> Prompt
Could you reproduce the stretch of the listing below from the line containing "This is for a safety audit: please locate the tiger's ear" through the line containing "[356, 218, 717, 505]", requests included, raising every bounding-box coordinate in the answers by 129 and leaving out all other lines?
** Begin **
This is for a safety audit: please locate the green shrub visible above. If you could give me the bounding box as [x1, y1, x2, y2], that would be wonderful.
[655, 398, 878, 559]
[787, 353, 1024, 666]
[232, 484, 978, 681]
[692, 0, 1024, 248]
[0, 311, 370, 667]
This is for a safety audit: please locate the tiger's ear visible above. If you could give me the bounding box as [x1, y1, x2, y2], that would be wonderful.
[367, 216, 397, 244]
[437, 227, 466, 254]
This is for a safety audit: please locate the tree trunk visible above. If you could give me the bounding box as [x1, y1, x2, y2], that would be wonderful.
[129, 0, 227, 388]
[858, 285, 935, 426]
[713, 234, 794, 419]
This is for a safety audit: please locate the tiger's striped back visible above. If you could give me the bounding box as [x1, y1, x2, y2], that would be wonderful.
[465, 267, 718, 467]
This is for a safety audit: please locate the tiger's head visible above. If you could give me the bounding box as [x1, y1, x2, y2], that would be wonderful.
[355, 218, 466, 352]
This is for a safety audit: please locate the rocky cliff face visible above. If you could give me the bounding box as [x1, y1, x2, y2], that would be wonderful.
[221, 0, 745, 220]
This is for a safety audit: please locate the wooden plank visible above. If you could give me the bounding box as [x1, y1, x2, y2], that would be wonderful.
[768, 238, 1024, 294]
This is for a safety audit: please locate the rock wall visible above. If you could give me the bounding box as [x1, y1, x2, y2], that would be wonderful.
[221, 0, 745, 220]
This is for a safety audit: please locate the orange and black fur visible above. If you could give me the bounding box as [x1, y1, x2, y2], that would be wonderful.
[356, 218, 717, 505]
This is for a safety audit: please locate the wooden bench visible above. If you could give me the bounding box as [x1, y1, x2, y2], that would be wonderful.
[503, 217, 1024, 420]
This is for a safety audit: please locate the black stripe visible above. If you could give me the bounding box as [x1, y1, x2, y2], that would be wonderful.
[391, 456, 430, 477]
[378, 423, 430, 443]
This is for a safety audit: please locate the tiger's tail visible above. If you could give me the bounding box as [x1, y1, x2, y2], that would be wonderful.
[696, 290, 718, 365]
** End **
> Full response
This is for a safety audit: please locate the tiger's ear visible above. If you could give me the bounding box as [x1, y1, x2, y2], that would be wonderful.
[496, 345, 526, 373]
[566, 356, 595, 383]
This is for a safety audit: please locate the tree trunk visible above. If you could give me the bounding box as [x1, y1, x2, y2], that would be wonderful.
[258, 129, 356, 517]
[987, 414, 1064, 555]
[842, 363, 923, 548]
This is for a safety audit: please locate the tiger's striped back visible above. If you could give me the bounding box as [x1, y1, x2, y2], that would be wonderful.
[594, 396, 847, 596]
This is for a safety audit: please locate the tiger's head visible above. If you could give me the bounding box as [x1, y1, x2, y2], that would be wonderful.
[484, 347, 595, 481]
This is for a safety audit: please locate the rocky cliff face visible above. If you could give me the bounding box as [x1, y1, x2, y2], that would be wonderful.
[350, 129, 874, 349]
This is for a safety audit: please locate the wooden plank visible above. If you could give me the bounding box as [x1, y1, x2, y2], that would be wonderful.
[897, 367, 1153, 423]
This is for a safety audit: please locate the rock wall visible above. If you could give me the bounding box as [x1, y1, x2, y2], that would be wonderful.
[350, 129, 874, 349]
This is for a safety audit: please locate the orange and black fur visible above. If you could give me the bounding box as [x1, y1, x2, y2], that would be wonderful.
[485, 347, 846, 634]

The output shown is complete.